>>>>

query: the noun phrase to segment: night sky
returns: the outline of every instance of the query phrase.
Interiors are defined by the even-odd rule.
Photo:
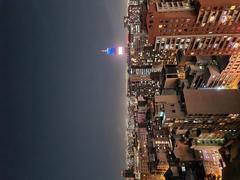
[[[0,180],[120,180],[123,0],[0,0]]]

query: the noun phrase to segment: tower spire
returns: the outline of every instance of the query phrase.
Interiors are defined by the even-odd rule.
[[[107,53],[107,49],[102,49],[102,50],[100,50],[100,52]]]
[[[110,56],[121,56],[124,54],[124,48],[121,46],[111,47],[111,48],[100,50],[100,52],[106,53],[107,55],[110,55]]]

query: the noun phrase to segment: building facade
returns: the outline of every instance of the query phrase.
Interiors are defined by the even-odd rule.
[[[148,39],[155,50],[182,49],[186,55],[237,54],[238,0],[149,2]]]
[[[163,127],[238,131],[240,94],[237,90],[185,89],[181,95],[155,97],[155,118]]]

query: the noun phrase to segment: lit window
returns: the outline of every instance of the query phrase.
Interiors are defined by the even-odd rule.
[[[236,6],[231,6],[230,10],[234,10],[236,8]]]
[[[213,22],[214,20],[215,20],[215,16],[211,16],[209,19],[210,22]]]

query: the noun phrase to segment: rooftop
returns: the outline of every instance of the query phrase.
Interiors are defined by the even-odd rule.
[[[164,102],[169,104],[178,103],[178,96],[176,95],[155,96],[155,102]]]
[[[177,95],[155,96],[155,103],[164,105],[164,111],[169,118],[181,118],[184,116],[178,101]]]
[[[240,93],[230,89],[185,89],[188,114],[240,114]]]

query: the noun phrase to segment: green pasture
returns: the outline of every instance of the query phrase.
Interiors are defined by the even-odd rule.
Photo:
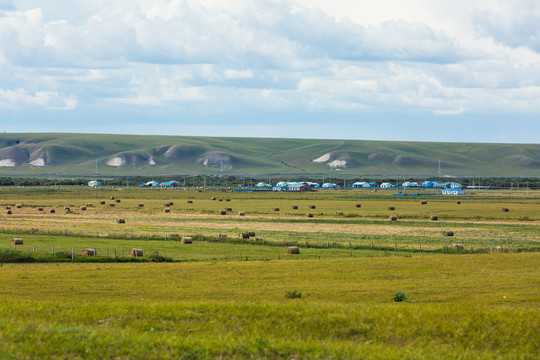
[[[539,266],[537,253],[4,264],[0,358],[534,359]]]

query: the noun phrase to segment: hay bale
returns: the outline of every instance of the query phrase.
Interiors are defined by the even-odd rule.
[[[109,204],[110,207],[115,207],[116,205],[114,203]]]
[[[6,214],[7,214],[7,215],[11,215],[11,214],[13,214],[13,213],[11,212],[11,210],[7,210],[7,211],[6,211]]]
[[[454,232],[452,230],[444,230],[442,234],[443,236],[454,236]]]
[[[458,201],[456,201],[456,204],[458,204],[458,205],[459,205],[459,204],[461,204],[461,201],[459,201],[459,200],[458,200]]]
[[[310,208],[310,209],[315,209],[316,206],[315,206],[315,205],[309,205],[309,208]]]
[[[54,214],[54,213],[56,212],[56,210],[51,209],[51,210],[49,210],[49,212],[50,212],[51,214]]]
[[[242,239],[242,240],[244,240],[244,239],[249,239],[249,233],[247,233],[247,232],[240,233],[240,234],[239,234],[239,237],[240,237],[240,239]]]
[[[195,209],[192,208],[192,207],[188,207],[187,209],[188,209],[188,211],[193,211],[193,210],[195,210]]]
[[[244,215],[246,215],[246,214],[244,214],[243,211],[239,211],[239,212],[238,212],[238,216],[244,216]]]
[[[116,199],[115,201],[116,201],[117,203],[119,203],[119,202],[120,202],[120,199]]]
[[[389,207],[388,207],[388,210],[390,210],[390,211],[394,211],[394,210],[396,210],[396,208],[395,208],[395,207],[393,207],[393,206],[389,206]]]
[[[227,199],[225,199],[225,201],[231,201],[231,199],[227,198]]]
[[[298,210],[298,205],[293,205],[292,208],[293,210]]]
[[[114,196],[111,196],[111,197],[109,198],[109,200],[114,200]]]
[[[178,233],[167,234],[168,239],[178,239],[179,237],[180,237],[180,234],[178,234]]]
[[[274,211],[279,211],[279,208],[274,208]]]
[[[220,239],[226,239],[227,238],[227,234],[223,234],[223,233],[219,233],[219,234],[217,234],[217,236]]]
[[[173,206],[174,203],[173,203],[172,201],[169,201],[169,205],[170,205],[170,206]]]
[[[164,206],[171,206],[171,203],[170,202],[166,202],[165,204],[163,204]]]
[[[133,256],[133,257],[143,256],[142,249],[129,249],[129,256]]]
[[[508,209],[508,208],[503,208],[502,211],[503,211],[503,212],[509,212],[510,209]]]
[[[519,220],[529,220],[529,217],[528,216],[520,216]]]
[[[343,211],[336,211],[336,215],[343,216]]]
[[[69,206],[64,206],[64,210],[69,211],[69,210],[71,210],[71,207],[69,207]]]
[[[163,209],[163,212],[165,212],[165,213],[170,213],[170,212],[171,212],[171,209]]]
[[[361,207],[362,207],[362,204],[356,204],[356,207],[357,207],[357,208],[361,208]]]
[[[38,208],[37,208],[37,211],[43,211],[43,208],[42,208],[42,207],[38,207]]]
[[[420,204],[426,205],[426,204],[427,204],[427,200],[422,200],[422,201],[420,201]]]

<<<<

(Work order): An exact reproduction of all the records is required, with no pictures included.

(Solution below):
query: the noun phrase to segment: night sky
returns: the outline of every instance of the query phrase.
Interiors are defined by the even-odd rule.
Photo:
[[[0,180],[120,180],[123,0],[0,0]]]

query: the noun phrase to segment: tower spire
returns: the outline of every instance of the query phrase.
Interiors are defined by the even-odd rule.
[[[107,53],[107,49],[102,49],[102,50],[100,50],[100,52]]]
[[[110,56],[121,56],[124,54],[124,48],[121,46],[111,47],[111,48],[100,50],[100,52],[106,53],[107,55],[110,55]]]

query: the noun phrase to segment: building facade
returns: the outline of every instance of the query phrase.
Interiors are defined by the even-odd rule.
[[[148,39],[155,50],[182,49],[186,55],[237,54],[238,0],[149,2]]]
[[[163,127],[238,131],[240,94],[237,90],[185,89],[181,95],[155,97],[155,118]]]

query: the noun phrase to segment: lit window
returns: the outline of every instance of the query phrase.
Interiors are defined by the even-odd rule.
[[[236,6],[231,6],[230,10],[234,10],[236,8]]]
[[[213,22],[214,20],[215,20],[215,16],[211,16],[209,19],[210,22]]]

query: the noun phrase to segment: rooftop
returns: the outline of every instance of the query phrase.
Interiors are defined by the even-odd rule.
[[[164,102],[169,104],[178,103],[178,96],[176,95],[155,96],[155,102]]]
[[[177,95],[155,96],[155,103],[164,105],[164,111],[169,118],[181,118],[184,116],[178,101]]]
[[[240,93],[230,89],[185,89],[188,114],[240,114]]]

query: the noun phrase to segment: green pasture
returns: the outline of every instance of the query phrase.
Interiors are defined by the even-odd rule.
Photo:
[[[539,266],[537,253],[4,264],[0,358],[534,359]]]

query: the noun phrase to segment: hay bale
returns: the outline of every instance of the query phrase.
Interiors are defined by the even-odd rule.
[[[109,204],[110,207],[115,207],[116,205],[114,203]]]
[[[6,214],[7,214],[7,215],[11,215],[11,214],[13,214],[13,213],[11,212],[11,210],[7,210],[7,211],[6,211]]]
[[[454,232],[452,230],[444,230],[442,234],[443,236],[454,236]]]
[[[458,201],[456,201],[456,204],[458,204],[458,205],[459,205],[459,204],[461,204],[461,201],[459,201],[459,200],[458,200]]]
[[[310,208],[310,209],[315,209],[316,206],[315,206],[315,205],[309,205],[309,208]]]
[[[54,214],[54,213],[56,212],[56,210],[51,209],[51,210],[49,210],[49,212],[50,212],[51,214]]]
[[[242,239],[242,240],[244,240],[244,239],[249,239],[249,233],[247,233],[247,232],[240,233],[240,234],[239,234],[239,237],[240,237],[240,239]]]
[[[195,209],[192,208],[192,207],[188,207],[187,209],[188,209],[188,211],[193,211],[193,210],[195,210]]]
[[[244,215],[246,215],[246,214],[244,214],[243,211],[239,211],[239,212],[238,212],[238,216],[244,216]]]
[[[116,199],[115,201],[116,201],[117,203],[119,203],[119,202],[120,202],[120,199]]]
[[[389,207],[388,207],[388,210],[390,210],[390,211],[394,211],[394,210],[396,210],[396,208],[395,208],[395,207],[393,207],[393,206],[389,206]]]
[[[227,199],[225,199],[225,201],[231,201],[231,199],[227,198]]]
[[[298,210],[298,205],[293,205],[292,208],[293,210]]]
[[[114,196],[111,196],[111,197],[109,198],[109,200],[114,200]]]
[[[178,233],[167,234],[168,239],[178,239],[179,237],[180,237],[180,234],[178,234]]]
[[[274,211],[279,211],[279,208],[274,208]]]
[[[220,239],[226,239],[227,238],[227,234],[223,234],[223,233],[219,233],[219,234],[217,234],[217,236]]]
[[[173,206],[174,203],[173,203],[172,201],[169,201],[169,205],[170,205],[170,206]]]
[[[164,206],[171,206],[171,203],[170,202],[166,202],[165,204],[163,204]]]
[[[133,256],[133,257],[143,256],[142,249],[129,249],[129,256]]]
[[[508,209],[508,208],[503,208],[502,211],[503,211],[503,212],[509,212],[510,209]]]
[[[519,220],[529,220],[529,217],[528,216],[520,216]]]
[[[343,211],[336,211],[336,215],[343,216]]]
[[[69,206],[64,206],[64,210],[69,211],[69,210],[71,210],[71,207],[69,207]]]
[[[163,209],[163,212],[165,212],[165,213],[170,213],[170,212],[171,212],[171,209]]]
[[[361,207],[362,207],[362,204],[356,204],[356,207],[357,207],[357,208],[361,208]]]
[[[38,208],[37,208],[37,211],[43,211],[43,208],[42,208],[42,207],[38,207]]]
[[[420,204],[426,205],[426,204],[427,204],[427,200],[422,200],[422,201],[420,201]]]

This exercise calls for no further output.